#### Consignes:
1: Répondez à ces questions sur l'arrêt de la Cour d'appel d'Abidjan, en notant chaque réponse avec la même lettre :
(a) Quelle chambre de la Cour d'appel d'Abidjan a rendu l'arrêt ?
(b) Par quoi l'exécution de l'arrêt a-t-elle déjà commencé ?
(c) À quelle date l'arrêt civil contradictoire n° 198 a-t-il été rendu ?
2: Prolongez l'arrêt de la Cour d'appel d'Abidjan en reprenant juste après sa dernière phrase.

J-09-351
VOIES D’EXECUTION – DISTINCTION ENTRE DECISION EXECUTOIRE PAR PROVISION ET DECISION DEFINITIVEMENT EXECUTOIRE (NON) – EXECUTION AYANT DEJA COMMENCE – ORDONNANCE DE SUSPENSION DU PRESIDENT DE LA COUR SUPREME – ORDONNANCE POUVANT FAIRE ECHEC A CETTE EXECUTION (NON) – INFIRMATION DE L’ORDONNACE DE MAINLEVEE.
Il échet d’infirmer l’ordonnance entreprise et de rejeter la demande de main levée dès lors que d’une part, il n y a pas à distinguer là où la loi ne distingue pas et d’autre part que l’ordonnance de suspension du Président de la Cour Suprême ne peut faire échec à l’exécution dudit arrêt laquelle exécution a été déjà commencée par les saisies.
COUR D’APPEL D’ABIDJAN, 5ème CHAMBRE CIVILE ET COMMERCIALE ARRET CIVIL CONTRADICTOIRE N 198 DU 15 FEVRIER 2005, AFFAIRE JOUSSE MICHEL c/ SOCIETE CHIMIE COLLECTIVITES INDUSTRIES dite 2 C I.
LA COUR
Vu les pièces du dossier.
Oui les parties en leurs conclusions.
Ensemble l’exposé des faits, procédure, prétentions des parties et motifs ci-après.

#### Extraits de données:
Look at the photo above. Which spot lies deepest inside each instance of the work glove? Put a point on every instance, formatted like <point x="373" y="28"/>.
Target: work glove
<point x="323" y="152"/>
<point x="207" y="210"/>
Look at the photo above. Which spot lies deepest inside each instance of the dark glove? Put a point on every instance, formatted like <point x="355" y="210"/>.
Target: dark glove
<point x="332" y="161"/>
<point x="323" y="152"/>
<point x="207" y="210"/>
...
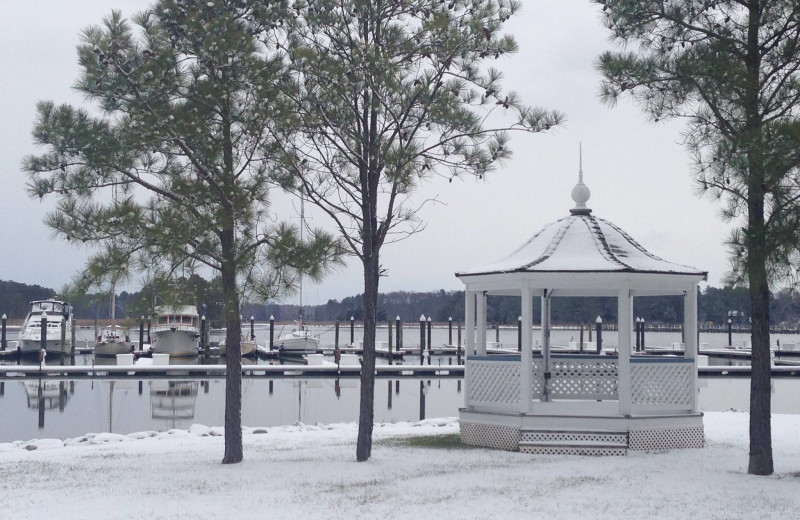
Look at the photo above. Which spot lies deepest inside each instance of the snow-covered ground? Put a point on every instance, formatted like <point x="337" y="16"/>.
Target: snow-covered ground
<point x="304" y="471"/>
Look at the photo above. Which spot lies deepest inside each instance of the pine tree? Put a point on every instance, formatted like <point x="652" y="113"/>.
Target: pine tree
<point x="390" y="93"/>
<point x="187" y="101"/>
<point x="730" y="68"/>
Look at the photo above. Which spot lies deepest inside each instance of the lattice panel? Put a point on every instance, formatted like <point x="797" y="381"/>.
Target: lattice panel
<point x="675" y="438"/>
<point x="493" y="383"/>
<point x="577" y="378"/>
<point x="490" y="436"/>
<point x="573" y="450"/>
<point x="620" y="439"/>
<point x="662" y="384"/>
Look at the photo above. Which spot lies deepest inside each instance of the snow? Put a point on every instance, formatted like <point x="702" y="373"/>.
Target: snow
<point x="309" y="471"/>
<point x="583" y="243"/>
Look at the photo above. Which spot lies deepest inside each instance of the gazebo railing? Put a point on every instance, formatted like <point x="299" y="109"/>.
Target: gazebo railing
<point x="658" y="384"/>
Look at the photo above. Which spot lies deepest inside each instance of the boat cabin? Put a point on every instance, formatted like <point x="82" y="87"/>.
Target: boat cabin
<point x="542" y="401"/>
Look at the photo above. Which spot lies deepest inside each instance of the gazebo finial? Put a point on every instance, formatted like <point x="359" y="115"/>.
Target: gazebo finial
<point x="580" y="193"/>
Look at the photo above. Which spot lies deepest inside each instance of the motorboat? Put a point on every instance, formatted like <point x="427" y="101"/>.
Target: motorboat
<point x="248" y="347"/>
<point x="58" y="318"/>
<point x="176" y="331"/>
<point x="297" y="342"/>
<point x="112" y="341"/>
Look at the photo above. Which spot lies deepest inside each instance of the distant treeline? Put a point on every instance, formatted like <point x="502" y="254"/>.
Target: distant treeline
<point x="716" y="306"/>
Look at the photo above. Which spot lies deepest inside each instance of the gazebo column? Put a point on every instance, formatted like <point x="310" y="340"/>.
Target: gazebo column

#### Réponses:
1:
(a) La 5ème chambre civile et commerciale.
(b) Par les saisies.
(c) Le 15 février 2005.

2:
Statuant publiquement, contradictoirement, en matière de référé et en dernier ressort sur l’appel relevé le 03 novembre 2004 avec ajournement au 16 novembre 2004 par JOUSSE MICHEL ayant pour conseil Maître AGNES OUANGUI, de l’ordonnance de référé N 4107/04 rendue le 15 octobre 2004 par la juridiction présidentielle du Tribunal de Première Instance d’Abidjan-Plateau, signifiée le 27 octobre 2004 dont le dispositif suit :
– statuant publiquement contradictoirement en matière d’urgence et en premier ressort;.
– recevons la société CHIMIE COLLECTIVITES INDUSTRIES en son action;
– l’y disons bien fondée;.
– ordonnons donc la mainlevée de la saisie attribution de créances en date du 21 Septembre 2004;
Faisons masse des dépens et condamnons chacune des parties pour la moitié.
Considérant qu’aux termes de son appel, JOUSSE MICHEL explique que les 21,22,23 et 24 septembre 2004, il a pratiqué des saisies attribution de créances entre les mains de diverses banques, en vertu de l’arrêt N 391/04 rendu le 17 juin 2004 par la formation sociale de la Cour Suprême condamnant la société Chimie Collectivités Industries à lui payer la somme de 24.943.406 F.
Que la Société CHIMIE COLLECTIVITE, se basant sur une ordonnance de suspension du 29 septembre 2004 du Président de la Cour Suprême a demandé et obtenu la mainlevée des saisies.
Que selon l’appelant, par la combinaison des trois textes à savoir les articles 153,31 et 32 de l’Acte Uniforme sur les voies d’exécution, le législateur du droit communautaire a consacré le droit du créancier d’entreprendre des mesures d’exécution à l’encontre de son débiteur.
Qu’il suffit pour cela que le créancier ait un titre définitivement ou provisoirement exécutoire.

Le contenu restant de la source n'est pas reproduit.